MATERIAL FOR THIS TASK:
--------
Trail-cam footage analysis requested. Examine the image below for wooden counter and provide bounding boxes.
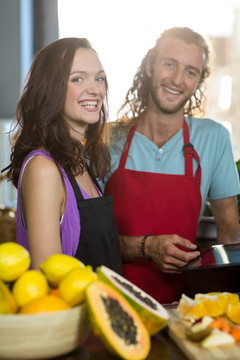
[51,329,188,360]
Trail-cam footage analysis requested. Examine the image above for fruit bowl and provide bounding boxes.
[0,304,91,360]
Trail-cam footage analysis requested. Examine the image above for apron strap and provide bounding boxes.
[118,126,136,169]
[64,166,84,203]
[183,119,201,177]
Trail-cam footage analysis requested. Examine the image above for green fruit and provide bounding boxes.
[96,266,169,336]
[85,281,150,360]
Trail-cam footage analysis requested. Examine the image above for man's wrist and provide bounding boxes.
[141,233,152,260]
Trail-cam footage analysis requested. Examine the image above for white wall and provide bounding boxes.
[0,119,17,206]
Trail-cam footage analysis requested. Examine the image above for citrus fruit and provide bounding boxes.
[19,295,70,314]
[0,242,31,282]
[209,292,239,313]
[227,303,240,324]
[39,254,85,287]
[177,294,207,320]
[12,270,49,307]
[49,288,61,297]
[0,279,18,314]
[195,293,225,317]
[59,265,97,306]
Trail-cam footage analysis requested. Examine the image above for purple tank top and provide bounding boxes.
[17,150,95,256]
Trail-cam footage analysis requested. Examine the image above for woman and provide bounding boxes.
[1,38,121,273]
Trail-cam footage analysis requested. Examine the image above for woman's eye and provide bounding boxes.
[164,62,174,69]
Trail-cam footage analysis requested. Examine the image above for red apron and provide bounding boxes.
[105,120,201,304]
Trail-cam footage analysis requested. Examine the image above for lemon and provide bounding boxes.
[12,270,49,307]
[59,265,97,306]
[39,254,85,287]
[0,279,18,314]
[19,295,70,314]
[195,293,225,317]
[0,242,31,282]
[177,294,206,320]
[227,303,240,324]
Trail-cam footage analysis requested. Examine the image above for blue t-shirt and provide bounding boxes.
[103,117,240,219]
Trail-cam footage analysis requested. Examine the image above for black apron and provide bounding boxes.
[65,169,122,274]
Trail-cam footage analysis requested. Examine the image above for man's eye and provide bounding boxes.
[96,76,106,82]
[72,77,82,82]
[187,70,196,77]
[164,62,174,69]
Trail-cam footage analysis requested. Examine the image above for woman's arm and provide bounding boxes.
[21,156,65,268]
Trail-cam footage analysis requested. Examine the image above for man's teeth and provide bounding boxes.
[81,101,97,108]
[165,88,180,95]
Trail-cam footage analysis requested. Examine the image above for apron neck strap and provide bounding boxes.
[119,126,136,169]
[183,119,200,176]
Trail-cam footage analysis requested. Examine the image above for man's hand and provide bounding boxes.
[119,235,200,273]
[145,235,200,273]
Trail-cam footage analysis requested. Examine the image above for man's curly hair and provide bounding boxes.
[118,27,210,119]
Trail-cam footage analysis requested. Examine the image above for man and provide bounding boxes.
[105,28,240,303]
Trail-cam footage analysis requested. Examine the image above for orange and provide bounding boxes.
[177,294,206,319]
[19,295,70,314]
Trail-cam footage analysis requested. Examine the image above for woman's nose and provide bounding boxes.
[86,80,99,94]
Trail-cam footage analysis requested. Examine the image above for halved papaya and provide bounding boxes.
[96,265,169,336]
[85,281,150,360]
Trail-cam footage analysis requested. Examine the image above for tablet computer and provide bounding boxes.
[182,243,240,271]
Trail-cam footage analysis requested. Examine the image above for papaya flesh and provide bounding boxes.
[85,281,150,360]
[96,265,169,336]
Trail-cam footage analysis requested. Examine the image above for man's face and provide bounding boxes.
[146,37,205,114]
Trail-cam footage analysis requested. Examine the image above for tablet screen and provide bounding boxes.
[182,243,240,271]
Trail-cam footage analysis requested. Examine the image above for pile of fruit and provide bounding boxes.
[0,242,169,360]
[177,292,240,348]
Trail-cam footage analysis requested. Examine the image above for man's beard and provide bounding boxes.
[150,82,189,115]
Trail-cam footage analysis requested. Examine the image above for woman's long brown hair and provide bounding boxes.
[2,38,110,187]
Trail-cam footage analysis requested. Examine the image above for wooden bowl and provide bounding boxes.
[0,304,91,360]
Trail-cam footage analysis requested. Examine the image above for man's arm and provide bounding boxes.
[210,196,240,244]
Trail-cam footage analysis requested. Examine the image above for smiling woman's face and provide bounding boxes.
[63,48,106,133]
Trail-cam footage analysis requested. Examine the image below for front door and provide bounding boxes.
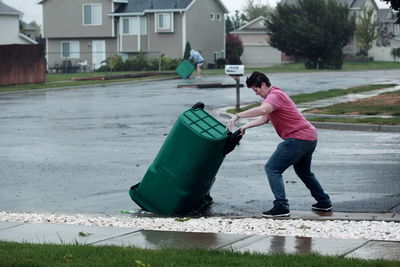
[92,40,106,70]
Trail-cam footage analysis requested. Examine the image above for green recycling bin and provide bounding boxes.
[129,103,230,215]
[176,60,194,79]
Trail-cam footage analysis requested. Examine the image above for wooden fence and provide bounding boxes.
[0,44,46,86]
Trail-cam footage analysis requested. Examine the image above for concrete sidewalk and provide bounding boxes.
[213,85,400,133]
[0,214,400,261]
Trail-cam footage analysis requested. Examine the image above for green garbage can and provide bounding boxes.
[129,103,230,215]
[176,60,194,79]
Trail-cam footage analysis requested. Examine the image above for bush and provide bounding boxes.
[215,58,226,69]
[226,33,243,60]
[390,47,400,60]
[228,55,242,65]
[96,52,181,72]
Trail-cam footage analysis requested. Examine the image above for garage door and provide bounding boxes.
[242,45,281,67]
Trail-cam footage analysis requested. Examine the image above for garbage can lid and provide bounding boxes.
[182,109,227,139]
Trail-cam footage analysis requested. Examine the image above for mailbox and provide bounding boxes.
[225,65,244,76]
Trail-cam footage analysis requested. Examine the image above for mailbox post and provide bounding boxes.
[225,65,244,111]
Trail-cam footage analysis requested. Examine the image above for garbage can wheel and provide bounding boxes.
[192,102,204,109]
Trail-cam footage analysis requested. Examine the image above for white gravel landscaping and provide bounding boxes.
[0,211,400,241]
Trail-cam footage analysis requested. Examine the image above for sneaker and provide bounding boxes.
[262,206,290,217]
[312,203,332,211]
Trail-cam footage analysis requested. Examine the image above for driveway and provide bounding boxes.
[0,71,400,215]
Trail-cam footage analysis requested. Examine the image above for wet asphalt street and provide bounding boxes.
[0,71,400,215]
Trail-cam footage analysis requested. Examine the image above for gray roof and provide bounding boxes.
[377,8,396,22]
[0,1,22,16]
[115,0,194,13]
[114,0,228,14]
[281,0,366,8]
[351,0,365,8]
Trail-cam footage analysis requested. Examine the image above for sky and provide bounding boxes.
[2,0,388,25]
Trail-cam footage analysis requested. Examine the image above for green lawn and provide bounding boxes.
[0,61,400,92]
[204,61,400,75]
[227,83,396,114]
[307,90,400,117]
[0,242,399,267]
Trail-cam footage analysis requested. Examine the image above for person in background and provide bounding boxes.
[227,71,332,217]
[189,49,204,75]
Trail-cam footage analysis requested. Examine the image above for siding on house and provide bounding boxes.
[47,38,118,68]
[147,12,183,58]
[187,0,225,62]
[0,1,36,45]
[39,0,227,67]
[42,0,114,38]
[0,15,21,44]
--------
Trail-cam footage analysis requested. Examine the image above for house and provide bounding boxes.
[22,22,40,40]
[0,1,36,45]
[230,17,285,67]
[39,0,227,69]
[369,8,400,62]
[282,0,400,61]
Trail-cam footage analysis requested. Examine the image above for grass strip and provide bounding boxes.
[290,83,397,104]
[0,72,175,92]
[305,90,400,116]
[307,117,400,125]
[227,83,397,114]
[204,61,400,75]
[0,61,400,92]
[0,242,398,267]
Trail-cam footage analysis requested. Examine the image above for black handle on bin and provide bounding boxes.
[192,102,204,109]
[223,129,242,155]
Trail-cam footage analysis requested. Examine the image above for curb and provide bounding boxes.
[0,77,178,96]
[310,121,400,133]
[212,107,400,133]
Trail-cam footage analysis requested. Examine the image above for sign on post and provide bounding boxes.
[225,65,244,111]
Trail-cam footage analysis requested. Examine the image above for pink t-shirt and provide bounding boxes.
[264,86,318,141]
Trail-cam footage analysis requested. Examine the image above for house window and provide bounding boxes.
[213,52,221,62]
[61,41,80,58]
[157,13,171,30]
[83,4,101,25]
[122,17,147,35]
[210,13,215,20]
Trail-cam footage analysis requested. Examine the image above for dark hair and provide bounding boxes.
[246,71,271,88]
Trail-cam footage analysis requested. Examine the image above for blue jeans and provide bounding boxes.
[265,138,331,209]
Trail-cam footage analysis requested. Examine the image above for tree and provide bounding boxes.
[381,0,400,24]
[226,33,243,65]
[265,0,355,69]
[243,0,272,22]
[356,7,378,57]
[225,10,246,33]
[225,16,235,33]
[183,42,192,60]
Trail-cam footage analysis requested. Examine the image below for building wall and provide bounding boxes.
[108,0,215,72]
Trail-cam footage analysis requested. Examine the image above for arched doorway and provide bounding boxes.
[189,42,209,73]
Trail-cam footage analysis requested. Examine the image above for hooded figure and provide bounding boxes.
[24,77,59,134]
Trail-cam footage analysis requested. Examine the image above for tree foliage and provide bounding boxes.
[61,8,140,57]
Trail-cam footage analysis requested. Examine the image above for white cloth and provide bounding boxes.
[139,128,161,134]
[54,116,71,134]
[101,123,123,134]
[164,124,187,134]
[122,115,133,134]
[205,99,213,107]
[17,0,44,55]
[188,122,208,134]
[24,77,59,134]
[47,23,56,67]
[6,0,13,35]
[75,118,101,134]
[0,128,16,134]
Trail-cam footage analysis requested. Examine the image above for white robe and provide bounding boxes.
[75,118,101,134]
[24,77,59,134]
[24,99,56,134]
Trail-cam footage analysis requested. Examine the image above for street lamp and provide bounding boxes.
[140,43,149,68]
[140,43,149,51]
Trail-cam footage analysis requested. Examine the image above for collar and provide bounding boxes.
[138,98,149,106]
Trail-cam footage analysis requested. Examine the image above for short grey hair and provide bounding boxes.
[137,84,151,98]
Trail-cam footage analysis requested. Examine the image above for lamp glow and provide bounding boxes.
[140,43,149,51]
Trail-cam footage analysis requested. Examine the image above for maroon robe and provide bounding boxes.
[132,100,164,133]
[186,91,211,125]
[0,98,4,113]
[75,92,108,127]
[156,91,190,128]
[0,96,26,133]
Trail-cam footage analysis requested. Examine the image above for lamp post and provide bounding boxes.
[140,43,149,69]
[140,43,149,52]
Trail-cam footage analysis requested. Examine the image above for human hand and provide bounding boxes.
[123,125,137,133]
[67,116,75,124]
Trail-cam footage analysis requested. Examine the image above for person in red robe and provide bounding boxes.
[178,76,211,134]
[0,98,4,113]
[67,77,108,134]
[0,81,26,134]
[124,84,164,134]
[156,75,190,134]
--------
TASK BRIEF: Locate each line in the material above that contains the string "below", matching case exactly, and copy every such line.

ANSWER TO THE EXERCISE:
Trail-cam footage analysis requested. Examine the image below for wooden counter and provide bounding boxes.
Trail-cam footage analysis requested. Examine the image below for front door and provide bounding boxes.
Trail-cam footage analysis requested. Examine the image below for building wall and provide bounding boxes.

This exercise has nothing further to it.